====== PROVIDED MATERIAL
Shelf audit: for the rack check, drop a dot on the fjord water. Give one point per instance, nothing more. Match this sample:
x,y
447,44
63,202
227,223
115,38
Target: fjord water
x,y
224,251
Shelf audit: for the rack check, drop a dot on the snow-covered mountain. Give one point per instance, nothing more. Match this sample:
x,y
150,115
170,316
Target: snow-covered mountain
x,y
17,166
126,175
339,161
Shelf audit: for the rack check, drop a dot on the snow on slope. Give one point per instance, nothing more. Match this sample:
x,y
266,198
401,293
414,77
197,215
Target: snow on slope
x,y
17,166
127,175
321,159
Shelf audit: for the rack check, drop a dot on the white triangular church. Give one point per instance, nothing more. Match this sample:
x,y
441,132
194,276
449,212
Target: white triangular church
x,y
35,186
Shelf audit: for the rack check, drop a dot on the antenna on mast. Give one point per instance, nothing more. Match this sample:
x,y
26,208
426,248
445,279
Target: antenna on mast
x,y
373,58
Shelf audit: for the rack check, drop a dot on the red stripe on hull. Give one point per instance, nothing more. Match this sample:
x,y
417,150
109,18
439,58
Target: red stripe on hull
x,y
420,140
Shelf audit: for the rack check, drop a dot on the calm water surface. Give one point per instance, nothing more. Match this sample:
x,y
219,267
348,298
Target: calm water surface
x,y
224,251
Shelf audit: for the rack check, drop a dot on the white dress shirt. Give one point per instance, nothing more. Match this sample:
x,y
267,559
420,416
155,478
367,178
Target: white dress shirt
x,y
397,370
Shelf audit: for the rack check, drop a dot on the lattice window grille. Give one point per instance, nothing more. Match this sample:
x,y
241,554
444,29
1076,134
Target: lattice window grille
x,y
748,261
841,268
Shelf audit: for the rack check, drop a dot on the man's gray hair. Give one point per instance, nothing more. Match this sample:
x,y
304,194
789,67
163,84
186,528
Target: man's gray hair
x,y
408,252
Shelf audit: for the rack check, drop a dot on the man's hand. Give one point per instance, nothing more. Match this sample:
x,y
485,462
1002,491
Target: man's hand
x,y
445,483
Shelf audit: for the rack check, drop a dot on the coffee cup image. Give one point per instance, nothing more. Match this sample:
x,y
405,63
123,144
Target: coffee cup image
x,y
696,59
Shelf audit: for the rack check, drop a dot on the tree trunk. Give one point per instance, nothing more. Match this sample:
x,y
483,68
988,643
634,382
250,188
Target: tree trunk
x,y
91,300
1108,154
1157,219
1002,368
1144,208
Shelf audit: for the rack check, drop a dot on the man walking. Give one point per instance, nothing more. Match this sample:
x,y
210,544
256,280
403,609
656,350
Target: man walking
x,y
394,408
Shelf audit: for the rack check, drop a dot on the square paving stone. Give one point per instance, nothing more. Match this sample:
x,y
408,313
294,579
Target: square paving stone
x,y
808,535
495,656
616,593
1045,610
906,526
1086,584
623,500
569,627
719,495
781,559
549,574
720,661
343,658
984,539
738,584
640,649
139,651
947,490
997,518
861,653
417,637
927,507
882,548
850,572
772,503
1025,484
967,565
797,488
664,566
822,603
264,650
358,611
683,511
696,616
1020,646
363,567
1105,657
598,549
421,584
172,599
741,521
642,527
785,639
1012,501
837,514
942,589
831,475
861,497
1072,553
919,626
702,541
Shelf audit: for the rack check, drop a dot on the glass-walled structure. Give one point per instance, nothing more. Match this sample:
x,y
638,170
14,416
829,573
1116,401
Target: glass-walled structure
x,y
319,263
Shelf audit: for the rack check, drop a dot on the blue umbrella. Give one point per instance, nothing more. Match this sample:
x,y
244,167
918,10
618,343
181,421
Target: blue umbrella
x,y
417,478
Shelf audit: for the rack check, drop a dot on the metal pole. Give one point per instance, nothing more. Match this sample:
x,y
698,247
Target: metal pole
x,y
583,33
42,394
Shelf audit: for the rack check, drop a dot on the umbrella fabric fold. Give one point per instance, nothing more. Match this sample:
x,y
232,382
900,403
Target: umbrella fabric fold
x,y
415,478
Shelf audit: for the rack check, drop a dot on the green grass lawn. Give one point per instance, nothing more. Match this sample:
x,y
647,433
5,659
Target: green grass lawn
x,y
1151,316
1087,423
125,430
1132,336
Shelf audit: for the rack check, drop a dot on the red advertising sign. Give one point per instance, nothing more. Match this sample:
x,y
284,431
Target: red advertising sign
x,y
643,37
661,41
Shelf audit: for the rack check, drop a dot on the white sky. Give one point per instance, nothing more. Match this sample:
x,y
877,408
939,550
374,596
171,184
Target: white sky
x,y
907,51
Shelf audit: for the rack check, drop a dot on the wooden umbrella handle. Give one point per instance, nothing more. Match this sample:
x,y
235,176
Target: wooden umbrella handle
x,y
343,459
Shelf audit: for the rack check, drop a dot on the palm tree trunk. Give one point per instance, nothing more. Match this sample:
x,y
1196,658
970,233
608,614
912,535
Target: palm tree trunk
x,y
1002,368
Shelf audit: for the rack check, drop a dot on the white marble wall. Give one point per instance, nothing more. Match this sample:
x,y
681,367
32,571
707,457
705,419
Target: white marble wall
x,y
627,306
============
* [EXERCISE INSTRUCTIONS]: After reading the data above, print it all again exactly.

* [SOLUTION FOR THIS EXERCISE]:
Shelf audit: for the rack check, drop a dot on the fjord water. Give one point per instance, nothing more. Match this sample:
x,y
447,44
63,202
227,223
115,38
Target: fjord water
x,y
224,251
Shelf audit: for the rack check, drop a dot on the snow-covered mountain. Give one point per instance, nothing more. Match this sample:
x,y
150,115
170,316
Target: snow-covered mountain
x,y
17,166
126,175
339,161
Shelf audit: for the rack check, drop a dot on the snow on slope. Give one point per instance, nothing more. Match this sample:
x,y
266,198
401,293
414,77
197,215
Target: snow on slope
x,y
17,166
127,175
321,159
Shelf audit: for the rack check, drop a dot on the white triangular church. Give one point per instance, nothing more. Match this sample:
x,y
441,132
194,276
449,212
Target: white triangular church
x,y
35,186
Shelf audit: for the rack check, drop a dot on the antenna on mast. Give one point per instance, nothing more. Match this sample:
x,y
26,208
426,248
445,279
Target: antenna on mast
x,y
373,58
Shelf audit: for the rack check, drop a dot on the red stripe on hull. Give one point per instance, nothing more. Match this sample:
x,y
417,150
109,18
439,58
Target: red stripe on hull
x,y
420,140
Shelf audit: for the rack check, drop a dot on the calm water surface. Give one point per instance, nothing more. Match this sample:
x,y
219,267
348,298
Target: calm water surface
x,y
224,251
Shelf audit: for the rack check, drop a dot on the white dress shirt. Give one point per instance, nothing more. Match this sample:
x,y
267,559
420,416
155,478
367,178
Target: white dress shirt
x,y
397,370
Shelf audit: for the rack check, drop a dot on the lattice window grille. Give one point per instance, nothing more. Match this sample:
x,y
241,554
444,29
1076,134
Target: lattice window grille
x,y
748,261
841,268
Shelf audit: for the rack check, drop a dot on the man's gray hair. Give one point per instance, nothing more. Match this sample:
x,y
304,194
789,67
163,84
186,528
Target: man's gray hair
x,y
408,252
Shelf audit: for the rack check, drop a dot on the man's hand. Give one point per instance, nothing more. Match this sample:
x,y
485,462
1002,491
Target: man's hand
x,y
445,483
Shelf audit: for the rack check, drop a dot on the coffee cup image. Give one point per instance, nothing more. Match this sample:
x,y
405,63
123,144
Target: coffee cup image
x,y
696,59
Shelf audit: for the rack check, drop a dot on the tree trunk. Give one point per instance, nothing more. Match this sample:
x,y
483,68
988,643
634,382
250,188
Target: tree trunk
x,y
91,300
1108,154
1157,219
1002,368
1144,208
Shelf audit: for the rack check, drop a dot on the man walking. Give one point per instance, nothing more. Match this sample:
x,y
210,544
256,280
403,609
656,350
Target: man walking
x,y
394,408
Shelf audit: for the rack check, drop a dot on the square paving stone. Give one point per instance, nothing more. Match this sample:
x,y
408,313
294,579
Target: square paving stone
x,y
808,535
495,656
616,593
1045,610
906,526
1086,584
623,500
569,627
719,495
781,559
549,574
720,661
343,658
984,539
738,584
640,649
139,651
947,490
997,518
861,653
417,637
927,507
882,548
850,572
772,503
1025,484
967,565
797,488
664,566
822,603
264,650
358,611
683,511
696,616
1020,646
363,567
1105,657
598,549
421,584
172,599
741,521
642,527
785,639
1012,501
837,514
942,589
831,475
861,497
1072,553
919,626
702,541
Shelf audit: for the rack check, drop a dot on the glass-walled structure. Give one point per instance, nothing more. Match this sample:
x,y
638,170
14,416
829,573
1116,401
Target: glass-walled structure
x,y
319,263
Shelf audit: for the rack check, drop a dot on the blue umbrella. Give one point per instance, nothing more. Match this sample:
x,y
244,167
918,10
618,343
181,421
Target: blue umbrella
x,y
417,478
Shelf audit: for the rack check, drop a dot on the metal pole. Give one point per instance, nothing more. Match this sample:
x,y
698,247
Target: metal pole
x,y
583,33
42,394
Shelf audit: for the rack check, drop a dot on the umbrella fabric fold. Give one point per instance, nothing more. Match this sample:
x,y
232,382
900,403
Target: umbrella fabric fold
x,y
415,478
Shelf audit: for the rack check, drop a dot on the green grass lawn. Give one point per instance, nothing more. Match this sample:
x,y
647,433
5,659
Target: green grass lawn
x,y
1151,316
1087,423
125,430
1132,336
Shelf audit: for the rack check, drop a dot on the red advertising sign. Give one point per instance, nothing more. Match this sample:
x,y
284,431
Target: red advertising sign
x,y
643,37
661,41
Shelf audit: for the rack check, drop a dot on the white sky. Give one point per instance, nothing more. Match this sample:
x,y
877,408
939,550
374,596
171,184
Target: white sky
x,y
907,51
Shelf audit: for the rack check, drop a dot on the wooden umbrella handle. Give one point per instance, nothing more. Match this sample:
x,y
235,176
Target: wooden umbrella handle
x,y
343,459
Shelf audit: for the rack check, drop a dot on the palm tree trunk. Give one point per instance, nothing more. Match this sample:
x,y
1196,658
970,233
608,614
912,535
Target: palm tree trunk
x,y
1002,368
Shelf audit: for the rack check, drop a dot on the white marble wall. Give one point per instance, nothing more. Match this sample:
x,y
681,367
32,571
707,457
705,419
Target: white marble wall
x,y
627,306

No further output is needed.